_Work task 1_.
According to the compliance spending article, how many compliance professionals were polled?
_Work task 2_.
Duplicate everything in the compliance spending article from "Many financial service" down to "hold almost overnight.".
_Work task 3_.
Pick up the article on compliance spending and remote working after its last sentence and keep writing.

_Provided passage_.
* * * * * * * * *

Compliance spending priorities change with remote working

Many financial service firms are still struggling with how to react to longer-term shifts in working conditions although remote working is likely to be a more embedded part of an institution’s fabric in the future, according to Greenwich Associate’s 2020 Global Compliance Study.

This is even true for traders who have been the most reluctant to leave the office desk. Two thirds of the 210 compliance professionals polled across the industry believe this group will be allowed to work from home in some capacity in the post pandemic world, with only 4% disagreeing.

It is not surprising against this backdrop that compliance came into its own. Regulatory pressures have already given the function a boost, but Covid-19 took it to a new level as lockdowns ensured and remote working took hold almost overnight.

This is reflected in the study’s findings which showed 74% of organisations consider compliance standards highly important, up from 11% last year. This topped the level reached in 2018—during the MiFID II implementation era.

At the same time, the share of participants “strongly agreeing” that their compliance department is influential in firm-level strategic discussions climbed to the acme of 59%.

“The good news is that compliance professionals and technology platforms were up to the task by ensuring the market’s smooth functioning during the market’s biggest test,” said Danielle Tierney, senior advisor at Greenwich Associates Market Structure and Technology and author of the report.

* * * * * * * * *

Free-text object descriptions:
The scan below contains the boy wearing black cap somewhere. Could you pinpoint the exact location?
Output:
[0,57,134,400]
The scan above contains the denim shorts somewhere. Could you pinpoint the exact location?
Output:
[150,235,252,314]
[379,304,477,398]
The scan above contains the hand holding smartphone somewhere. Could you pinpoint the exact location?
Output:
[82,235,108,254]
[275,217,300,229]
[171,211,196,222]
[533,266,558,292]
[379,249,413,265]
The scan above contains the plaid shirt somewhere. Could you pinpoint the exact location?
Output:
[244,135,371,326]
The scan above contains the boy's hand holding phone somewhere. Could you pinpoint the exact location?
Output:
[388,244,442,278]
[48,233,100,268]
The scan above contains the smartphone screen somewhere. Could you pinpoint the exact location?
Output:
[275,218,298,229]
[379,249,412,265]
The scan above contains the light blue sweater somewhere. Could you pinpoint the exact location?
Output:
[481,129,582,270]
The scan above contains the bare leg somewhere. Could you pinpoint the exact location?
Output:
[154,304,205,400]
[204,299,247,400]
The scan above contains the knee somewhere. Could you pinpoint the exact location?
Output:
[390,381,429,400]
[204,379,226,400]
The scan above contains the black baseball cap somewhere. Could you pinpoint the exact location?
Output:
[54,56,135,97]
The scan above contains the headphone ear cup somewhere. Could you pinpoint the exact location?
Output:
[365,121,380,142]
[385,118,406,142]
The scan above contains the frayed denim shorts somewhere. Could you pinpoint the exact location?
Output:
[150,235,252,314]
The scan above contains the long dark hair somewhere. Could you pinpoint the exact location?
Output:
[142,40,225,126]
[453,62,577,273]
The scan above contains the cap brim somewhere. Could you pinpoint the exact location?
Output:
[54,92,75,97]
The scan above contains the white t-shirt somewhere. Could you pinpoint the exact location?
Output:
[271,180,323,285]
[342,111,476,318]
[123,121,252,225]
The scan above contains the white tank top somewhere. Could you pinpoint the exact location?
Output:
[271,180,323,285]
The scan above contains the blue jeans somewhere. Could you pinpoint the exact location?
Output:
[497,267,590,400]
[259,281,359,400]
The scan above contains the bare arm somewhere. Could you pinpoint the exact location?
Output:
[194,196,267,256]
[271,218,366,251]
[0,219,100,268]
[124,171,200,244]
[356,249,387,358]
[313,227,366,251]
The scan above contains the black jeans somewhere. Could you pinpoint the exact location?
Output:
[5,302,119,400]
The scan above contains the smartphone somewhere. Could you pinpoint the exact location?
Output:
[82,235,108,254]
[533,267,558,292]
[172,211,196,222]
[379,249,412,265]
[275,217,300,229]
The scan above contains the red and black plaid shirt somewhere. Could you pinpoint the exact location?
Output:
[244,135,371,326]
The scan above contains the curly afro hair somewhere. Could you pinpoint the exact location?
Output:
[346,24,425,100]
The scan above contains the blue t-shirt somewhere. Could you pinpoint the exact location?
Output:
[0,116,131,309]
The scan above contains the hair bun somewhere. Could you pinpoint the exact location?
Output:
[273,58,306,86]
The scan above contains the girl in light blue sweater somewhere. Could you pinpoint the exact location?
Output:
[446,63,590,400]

* * * * * * * * *

_Result 1_.
210 compliance professionals were polled.

_Result 2_.
Many financial service firms are still struggling with how to react to longer-term shifts in working conditions although remote working is likely to be a more embedded part of an institution’s fabric in the future, according to Greenwich Associate’s 2020 Global Compliance Study.

This is even true for traders who have been the most reluctant to leave the office desk. Two thirds of the 210 compliance professionals polled across the industry believe this group will be allowed to work from home in some capacity in the post pandemic world, with only 4% disagreeing.

It is not surprising against this backdrop that compliance came into its own. Regulatory pressures have already given the function a boost, but Covid-19 took it to a new level as lockdowns ensured and remote working took hold almost overnight.

_Result 3_.
She added, “Even for the few firms determined to fully return to a pre-pandemic office presence, maintaining a work-from-home capability will be essential since US and European regulators have clearly communicated the necessity of a flexible infrastructure conducive to working remotely.”

The challenge is predicting when the pandemic will end. “Speculation persists around how long pandemic conditions will last and whether shifts in best practices will be permanent,” said Tierney. “Thus, budget holders are wrestling with allocations—particularly amid the cash-crunched environment of economic recession.”

The study found that investment priorities shifted for compliance departments, as they did for nearly every business and individual. For example, it noted that “core platform investment unexpectedly dominated firms’ surveillance expenditures in 2020, with budget for vendor technology expected to remain strong in 2021.”

Moreover, as firms continue to scramble to address short-term needs, permanent investment in source coverage and alert integration is no longer up for debate. In other words, this will lead to greater spending in data quality improvement and data source integration as well as communications coverage.

The study also said that while budget priorities may have shifted away from emerging technologies this year to basic infrastructure, it is only a temporary move. Artificial intelligence and natural language processing are predicted to re-emerge as key priorities in 2021.